Elisha prayed and said, please, Lord, open his eyes. Let him see. Not let him see a hallucination.

Let him see what's really out there. And when he opened his eyes, the assembled host of angels was vastly superior in number and power to all of those chariots and armies of the king of Syria. And that's what God tells us is the world in which we live. Do you believe in angels? Do you believe in demons? Just because we may not be able to see something with our naked eye doesn't mean it doesn't exist.

After all, God himself is invisible. It's good to have you with us for Renewing Your Mind as we begin a study this week on the topic of angels and demons. Although there is some fascination out there concerning the existence of angels or supernatural creatures, there is widespread skepticism when it comes to believing in the existence of anything beyond this visible and material world.

Today we'll begin R.C. Sproul's series on angels and demons, a series you can own when you give a gift of any amount at As we begin this week-long study, we'll spend the next few days considering the existence and role of angels. So let's start this study and see what the Bible has to say.

Here's Dr. Sproul. One of my favourite angel narratives in all of Scripture is one found in the second book of Kings, and I enjoy this particular narrative because it reveals directly and indirectly so many things that we need to understand about the nature and function of angels. So let's take a few moments to look at this narrative that takes place during the life of the prophet Elisha in 2 Kings, beginning in verse 8. Here's the text, 2 Kings chapter 6, beginning at verse 8. Now the king of Syria was making war against Israel, and he consulted with his servants, saying, My camp will be in such and such a place. And the man of God sent to the king of Israel, saying, Beware that you do not pass this place, for the Syrians are coming down there. So the king of Israel sent someone to the place of which the man of God had told him, and thus he warned him, and he was watchful there, not just once or twice. Now you see here, what the king of Syria is trying to do is to plan an ambush against the king of Israel. But somehow all of the secret plans that the king of Syria is making are told to the king of Israel so that he avoids the trap. So we read in verse 11, Therefore the heart of the king of Syria was greatly troubled by this thing. And he called his servants and said to them, Will you not show me which of us is for the king of Israel?

He automatically assumes that he has a spy in the camp. And so he inquires of that. And one of the servants said, None, my lord, O king, but Elisha the prophet, who is in Israel, tells the king of Israel the words that you speak in your bedroom. And so he said, Go and see where he is, that I may send and get him. And it was told him, saying, Surely he is in Dothan.

__Records supplied__
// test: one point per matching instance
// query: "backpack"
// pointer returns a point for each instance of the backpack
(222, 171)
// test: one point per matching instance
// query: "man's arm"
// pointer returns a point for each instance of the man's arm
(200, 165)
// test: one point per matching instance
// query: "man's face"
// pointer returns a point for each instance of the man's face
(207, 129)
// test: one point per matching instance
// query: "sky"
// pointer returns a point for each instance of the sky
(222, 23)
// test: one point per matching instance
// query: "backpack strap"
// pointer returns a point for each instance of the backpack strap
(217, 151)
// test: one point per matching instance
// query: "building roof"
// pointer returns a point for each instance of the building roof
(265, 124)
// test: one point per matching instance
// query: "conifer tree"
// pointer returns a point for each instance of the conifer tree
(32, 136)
--
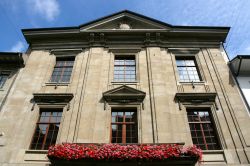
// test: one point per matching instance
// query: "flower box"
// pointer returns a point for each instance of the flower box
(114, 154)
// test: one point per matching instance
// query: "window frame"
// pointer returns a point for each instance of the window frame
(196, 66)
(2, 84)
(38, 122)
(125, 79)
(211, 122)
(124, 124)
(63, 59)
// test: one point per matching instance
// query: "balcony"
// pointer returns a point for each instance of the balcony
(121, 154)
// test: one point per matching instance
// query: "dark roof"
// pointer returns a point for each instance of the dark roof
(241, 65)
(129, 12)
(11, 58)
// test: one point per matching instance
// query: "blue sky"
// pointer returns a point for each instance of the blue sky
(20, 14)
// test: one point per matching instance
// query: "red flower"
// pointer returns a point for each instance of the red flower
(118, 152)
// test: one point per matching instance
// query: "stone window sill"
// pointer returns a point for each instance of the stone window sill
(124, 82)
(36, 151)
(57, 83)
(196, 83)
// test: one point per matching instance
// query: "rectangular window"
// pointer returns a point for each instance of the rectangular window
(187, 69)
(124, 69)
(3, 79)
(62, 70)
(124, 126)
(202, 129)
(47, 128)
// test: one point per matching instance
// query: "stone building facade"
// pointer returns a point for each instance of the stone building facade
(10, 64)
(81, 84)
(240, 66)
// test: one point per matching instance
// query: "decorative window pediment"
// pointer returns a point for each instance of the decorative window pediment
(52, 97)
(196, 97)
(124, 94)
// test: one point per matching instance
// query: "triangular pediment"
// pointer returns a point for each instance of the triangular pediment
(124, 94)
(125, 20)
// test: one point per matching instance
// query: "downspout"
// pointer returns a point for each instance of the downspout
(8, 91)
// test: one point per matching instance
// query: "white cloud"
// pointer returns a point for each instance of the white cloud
---
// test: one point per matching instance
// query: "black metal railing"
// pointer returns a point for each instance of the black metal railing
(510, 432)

__Work to do__
• a. Reproduce the portion of the sermon excerpt on angels starting with "Today we'll begin" and going on through "has to say.".
• b. Collect every line of the records that contains the string "triangular", treating uppercase and lowercase as different.
The records are unrelated to the sermon excerpt on angels.

__Answers provided__
• a.
Today we'll begin R.C. Sproul's series on angels and demons, a series you can own when you give a gift of any amount at As we begin this week-long study, we'll spend the next few days considering the existence and role of angels. So let's start this study and see what the Bible has to say.

• b.
// query: "triangular pediment"
// pointer returns a point for each instance of the triangular pediment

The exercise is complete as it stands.